• **PROBLEM TO WORK ON**
Locate the line containing "Guideline: one keypoint for each instance of the white hair" in the material below; repeat it and every line after it, exactly as written.

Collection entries
* START *

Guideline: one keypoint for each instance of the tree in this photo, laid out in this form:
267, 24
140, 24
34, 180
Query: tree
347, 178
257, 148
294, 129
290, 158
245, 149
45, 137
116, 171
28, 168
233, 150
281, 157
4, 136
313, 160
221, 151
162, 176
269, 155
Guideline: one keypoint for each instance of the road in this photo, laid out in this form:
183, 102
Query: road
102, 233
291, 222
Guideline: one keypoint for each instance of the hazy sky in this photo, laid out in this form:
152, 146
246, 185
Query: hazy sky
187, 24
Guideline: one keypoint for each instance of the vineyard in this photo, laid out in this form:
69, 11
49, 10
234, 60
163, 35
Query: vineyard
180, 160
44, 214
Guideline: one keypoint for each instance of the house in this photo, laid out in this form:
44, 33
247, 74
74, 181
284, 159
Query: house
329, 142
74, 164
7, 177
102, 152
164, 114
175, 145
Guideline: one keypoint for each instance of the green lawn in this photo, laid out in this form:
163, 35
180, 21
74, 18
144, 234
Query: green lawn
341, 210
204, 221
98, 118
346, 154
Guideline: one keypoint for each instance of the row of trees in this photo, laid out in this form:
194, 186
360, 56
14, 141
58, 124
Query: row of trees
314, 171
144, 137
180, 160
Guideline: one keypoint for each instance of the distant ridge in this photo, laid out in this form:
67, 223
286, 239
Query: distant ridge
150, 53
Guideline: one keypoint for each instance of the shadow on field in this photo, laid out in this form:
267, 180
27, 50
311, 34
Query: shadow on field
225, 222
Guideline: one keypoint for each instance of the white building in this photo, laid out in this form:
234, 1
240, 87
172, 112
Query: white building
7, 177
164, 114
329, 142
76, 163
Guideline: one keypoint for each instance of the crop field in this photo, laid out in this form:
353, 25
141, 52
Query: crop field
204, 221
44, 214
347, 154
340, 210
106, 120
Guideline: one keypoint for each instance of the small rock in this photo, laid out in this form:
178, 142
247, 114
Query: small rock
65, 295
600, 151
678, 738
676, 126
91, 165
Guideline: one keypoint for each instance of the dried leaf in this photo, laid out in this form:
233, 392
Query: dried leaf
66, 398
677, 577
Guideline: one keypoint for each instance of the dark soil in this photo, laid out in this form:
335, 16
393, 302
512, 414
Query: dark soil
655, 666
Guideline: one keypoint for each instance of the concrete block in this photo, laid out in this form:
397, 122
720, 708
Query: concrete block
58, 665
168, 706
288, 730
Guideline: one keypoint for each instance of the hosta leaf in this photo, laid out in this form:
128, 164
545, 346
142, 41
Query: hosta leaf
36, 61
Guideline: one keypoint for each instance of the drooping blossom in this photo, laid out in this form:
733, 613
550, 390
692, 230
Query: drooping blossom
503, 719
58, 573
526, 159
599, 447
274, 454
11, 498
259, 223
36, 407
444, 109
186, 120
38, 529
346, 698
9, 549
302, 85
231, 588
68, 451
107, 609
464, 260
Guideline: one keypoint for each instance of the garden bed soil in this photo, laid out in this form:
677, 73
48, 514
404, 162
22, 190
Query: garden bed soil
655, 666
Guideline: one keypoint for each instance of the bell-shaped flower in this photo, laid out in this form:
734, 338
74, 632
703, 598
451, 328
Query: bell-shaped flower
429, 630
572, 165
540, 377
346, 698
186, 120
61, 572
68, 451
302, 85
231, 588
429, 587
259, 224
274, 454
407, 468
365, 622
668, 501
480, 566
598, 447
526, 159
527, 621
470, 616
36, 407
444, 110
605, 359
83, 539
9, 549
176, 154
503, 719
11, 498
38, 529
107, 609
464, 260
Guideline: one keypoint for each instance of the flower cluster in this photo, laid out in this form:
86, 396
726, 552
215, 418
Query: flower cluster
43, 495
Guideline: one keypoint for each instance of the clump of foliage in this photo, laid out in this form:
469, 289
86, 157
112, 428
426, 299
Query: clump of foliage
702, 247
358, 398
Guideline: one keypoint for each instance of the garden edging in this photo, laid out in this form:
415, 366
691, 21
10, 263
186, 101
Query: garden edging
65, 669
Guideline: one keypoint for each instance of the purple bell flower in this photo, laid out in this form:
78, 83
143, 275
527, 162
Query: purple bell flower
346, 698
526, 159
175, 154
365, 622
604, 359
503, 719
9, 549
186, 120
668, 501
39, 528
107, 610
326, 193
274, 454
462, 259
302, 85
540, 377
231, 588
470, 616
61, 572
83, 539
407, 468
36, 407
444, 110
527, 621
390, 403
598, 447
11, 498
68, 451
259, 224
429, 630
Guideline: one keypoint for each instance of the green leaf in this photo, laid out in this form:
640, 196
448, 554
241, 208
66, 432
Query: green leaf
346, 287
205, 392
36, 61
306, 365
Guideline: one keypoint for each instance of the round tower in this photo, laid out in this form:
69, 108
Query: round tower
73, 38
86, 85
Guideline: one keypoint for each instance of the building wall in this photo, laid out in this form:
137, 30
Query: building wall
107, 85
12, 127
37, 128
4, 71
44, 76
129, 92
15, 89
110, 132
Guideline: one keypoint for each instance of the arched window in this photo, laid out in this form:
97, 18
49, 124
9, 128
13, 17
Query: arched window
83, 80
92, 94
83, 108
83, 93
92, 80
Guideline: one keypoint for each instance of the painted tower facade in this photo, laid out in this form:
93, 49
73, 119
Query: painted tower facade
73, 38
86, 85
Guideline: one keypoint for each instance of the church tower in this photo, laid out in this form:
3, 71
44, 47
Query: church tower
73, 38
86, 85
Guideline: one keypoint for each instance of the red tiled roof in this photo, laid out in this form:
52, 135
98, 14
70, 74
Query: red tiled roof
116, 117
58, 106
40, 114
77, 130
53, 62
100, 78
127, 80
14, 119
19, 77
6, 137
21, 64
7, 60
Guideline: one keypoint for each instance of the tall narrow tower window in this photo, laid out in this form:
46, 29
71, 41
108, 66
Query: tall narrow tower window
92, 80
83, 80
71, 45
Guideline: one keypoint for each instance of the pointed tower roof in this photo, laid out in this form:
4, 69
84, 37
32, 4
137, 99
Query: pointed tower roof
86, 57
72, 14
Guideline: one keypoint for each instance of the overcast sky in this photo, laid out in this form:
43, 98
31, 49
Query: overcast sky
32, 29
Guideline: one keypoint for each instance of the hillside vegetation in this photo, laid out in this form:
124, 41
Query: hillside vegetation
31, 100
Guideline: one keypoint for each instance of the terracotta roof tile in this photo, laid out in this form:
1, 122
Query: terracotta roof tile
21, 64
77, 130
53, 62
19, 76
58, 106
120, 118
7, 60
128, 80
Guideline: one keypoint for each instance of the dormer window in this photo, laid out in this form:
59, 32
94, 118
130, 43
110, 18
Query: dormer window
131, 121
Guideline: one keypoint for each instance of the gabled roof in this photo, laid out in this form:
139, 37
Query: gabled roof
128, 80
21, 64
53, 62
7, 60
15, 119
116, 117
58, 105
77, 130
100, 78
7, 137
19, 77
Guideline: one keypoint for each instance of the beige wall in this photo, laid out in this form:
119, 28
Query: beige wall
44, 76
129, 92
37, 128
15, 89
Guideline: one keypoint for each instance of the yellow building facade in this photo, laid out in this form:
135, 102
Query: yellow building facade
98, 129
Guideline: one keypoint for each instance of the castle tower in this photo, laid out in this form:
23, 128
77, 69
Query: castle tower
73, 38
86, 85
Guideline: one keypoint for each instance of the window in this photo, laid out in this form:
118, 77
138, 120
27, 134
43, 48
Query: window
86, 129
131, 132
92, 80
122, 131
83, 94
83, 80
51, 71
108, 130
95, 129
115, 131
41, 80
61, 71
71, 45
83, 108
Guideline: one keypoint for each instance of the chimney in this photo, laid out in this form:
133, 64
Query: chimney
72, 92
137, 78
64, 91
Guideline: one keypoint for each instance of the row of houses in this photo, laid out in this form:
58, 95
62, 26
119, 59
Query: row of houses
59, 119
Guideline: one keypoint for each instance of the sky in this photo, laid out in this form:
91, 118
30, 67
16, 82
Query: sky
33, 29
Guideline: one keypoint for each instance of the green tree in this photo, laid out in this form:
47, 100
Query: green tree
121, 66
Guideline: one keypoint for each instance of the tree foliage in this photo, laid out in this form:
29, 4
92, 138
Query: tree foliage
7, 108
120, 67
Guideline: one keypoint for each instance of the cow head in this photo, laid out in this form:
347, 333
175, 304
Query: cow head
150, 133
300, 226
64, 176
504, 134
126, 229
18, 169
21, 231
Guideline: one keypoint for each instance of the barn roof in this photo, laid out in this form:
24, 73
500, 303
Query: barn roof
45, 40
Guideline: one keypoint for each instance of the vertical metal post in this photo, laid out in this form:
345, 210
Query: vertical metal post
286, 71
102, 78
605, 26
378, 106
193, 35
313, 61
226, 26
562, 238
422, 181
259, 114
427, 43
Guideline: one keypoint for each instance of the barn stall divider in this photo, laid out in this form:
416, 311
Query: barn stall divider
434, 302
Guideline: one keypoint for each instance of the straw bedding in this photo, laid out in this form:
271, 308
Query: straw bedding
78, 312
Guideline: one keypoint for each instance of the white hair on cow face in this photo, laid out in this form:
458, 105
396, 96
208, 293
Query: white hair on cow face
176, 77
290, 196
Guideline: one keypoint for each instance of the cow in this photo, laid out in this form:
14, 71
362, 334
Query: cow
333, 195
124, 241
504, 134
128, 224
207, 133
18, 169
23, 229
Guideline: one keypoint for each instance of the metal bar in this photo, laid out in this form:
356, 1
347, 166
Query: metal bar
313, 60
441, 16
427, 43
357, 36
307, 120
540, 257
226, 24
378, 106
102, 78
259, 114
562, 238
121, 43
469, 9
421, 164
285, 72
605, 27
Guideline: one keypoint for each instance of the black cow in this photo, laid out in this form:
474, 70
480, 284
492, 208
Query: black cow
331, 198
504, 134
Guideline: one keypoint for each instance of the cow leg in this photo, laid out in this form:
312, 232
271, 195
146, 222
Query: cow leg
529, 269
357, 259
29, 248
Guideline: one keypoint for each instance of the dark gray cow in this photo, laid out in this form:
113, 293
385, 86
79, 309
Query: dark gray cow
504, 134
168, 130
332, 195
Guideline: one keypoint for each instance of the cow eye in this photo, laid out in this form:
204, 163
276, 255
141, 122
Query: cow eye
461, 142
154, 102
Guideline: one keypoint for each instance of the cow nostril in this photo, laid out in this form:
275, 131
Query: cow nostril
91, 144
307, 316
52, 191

* END *

• **ANSWER TO THIS PROBLEM**
Guideline: one keypoint for each instance of the white hair on cow face in this photo, laid out in this form:
458, 105
396, 96
208, 293
Query: white hair on cow face
176, 77
290, 196
Guideline: one keypoint for each instance of the cow in this photo, laid out in this form:
14, 71
362, 334
Query: cow
333, 195
124, 241
504, 134
128, 224
207, 133
18, 169
23, 229
Guideline: one keypoint for each instance of the metal bar in this photo, laid out in this form:
356, 1
347, 166
Query: metal bar
313, 60
441, 16
427, 43
357, 36
307, 120
540, 257
226, 24
378, 106
102, 78
259, 114
562, 238
121, 43
469, 9
421, 164
285, 72
605, 27
Guideline: one keypoint for each instance of the black cow in this photo, laid out in this form:
474, 70
480, 284
492, 208
Query: black cow
331, 198
504, 134
Guideline: one keypoint for each instance of the cow leg in this photo, laid out in this form:
312, 232
271, 195
146, 222
Query: cow leg
529, 269
357, 259
29, 248
Guideline: one keypoint for each instance of the dark gray cow in this photo, laid out in this form:
113, 293
385, 86
79, 309
Query: dark gray cow
504, 134
168, 130
332, 195
Guideline: one keypoint for each instance of the cow eye in this photo, laid out in this form:
204, 163
276, 255
141, 122
Query: cow eye
461, 142
154, 102
Guideline: one keypoint for each instance of the cow nostril in this photo, laid out in this form:
275, 131
Query: cow nostril
91, 144
307, 316
52, 191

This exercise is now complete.